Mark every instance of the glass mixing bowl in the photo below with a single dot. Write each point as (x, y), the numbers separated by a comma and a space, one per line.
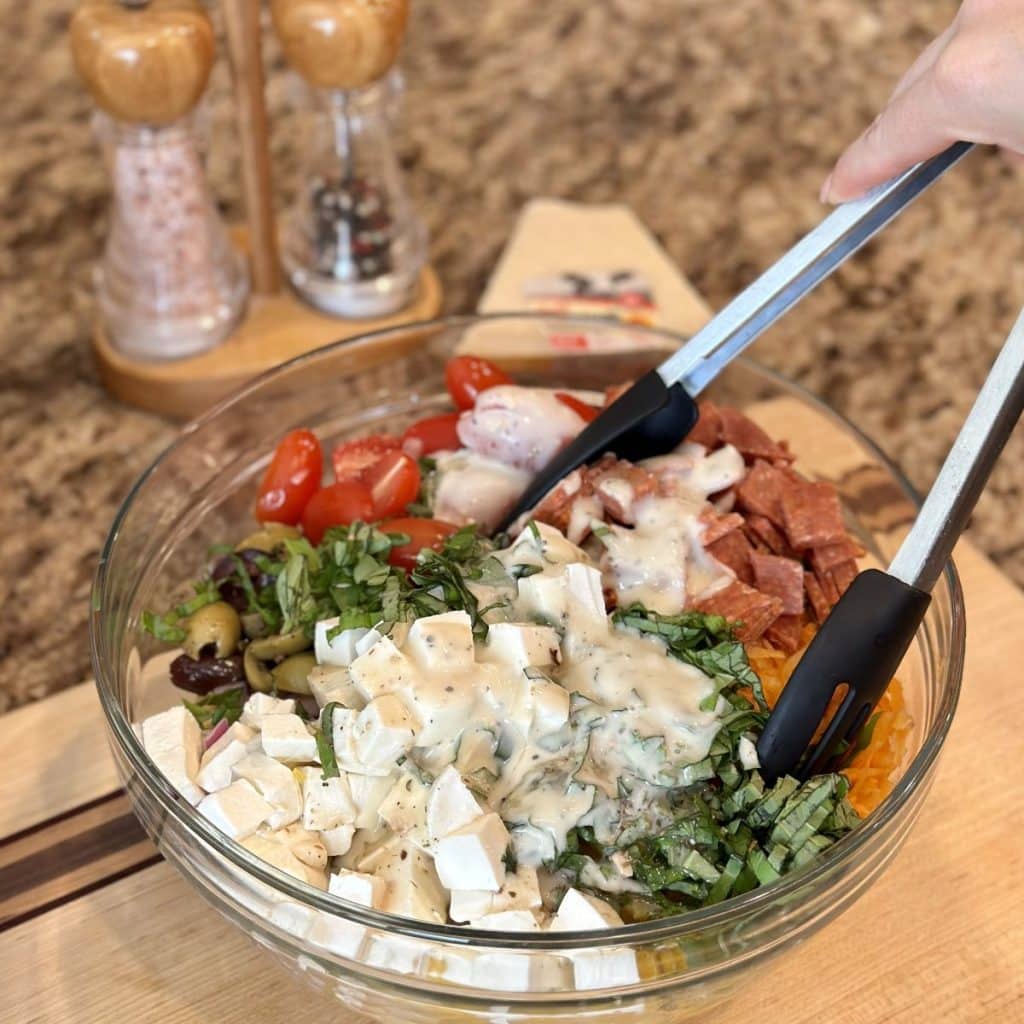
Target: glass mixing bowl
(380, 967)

• • •

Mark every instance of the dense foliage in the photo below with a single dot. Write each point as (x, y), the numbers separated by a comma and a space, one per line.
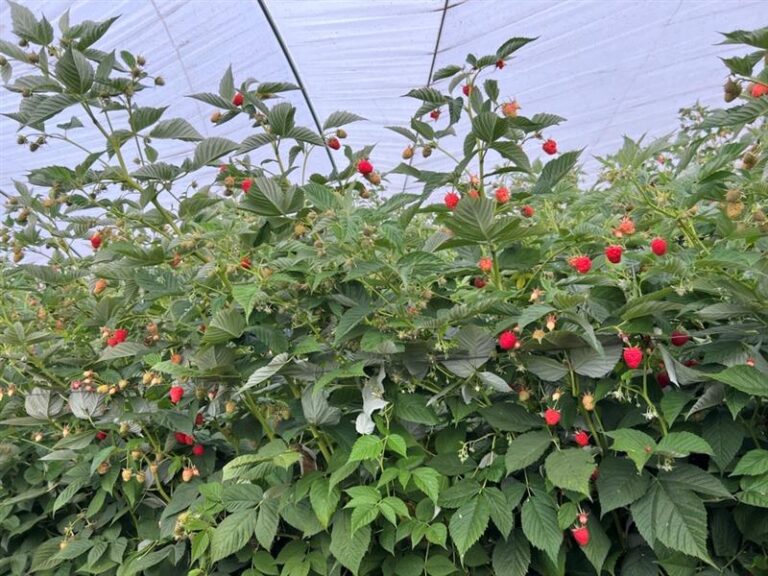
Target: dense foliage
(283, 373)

• • •

## Aim:
Find every line in the material above that contains the string "numbers" with matching case, and copy each of those lines.

## Solution to this problem:
Mark every instance of the glass mixing bowl in the photo below with a single dot. Write each point as (x, y), the numbers separated by a comma and a space, one per line.
Mark every instance of the dense foliage in the photo below with a single dot. Write each point as (x, y), the numbers separated by a comma and a space, one per line.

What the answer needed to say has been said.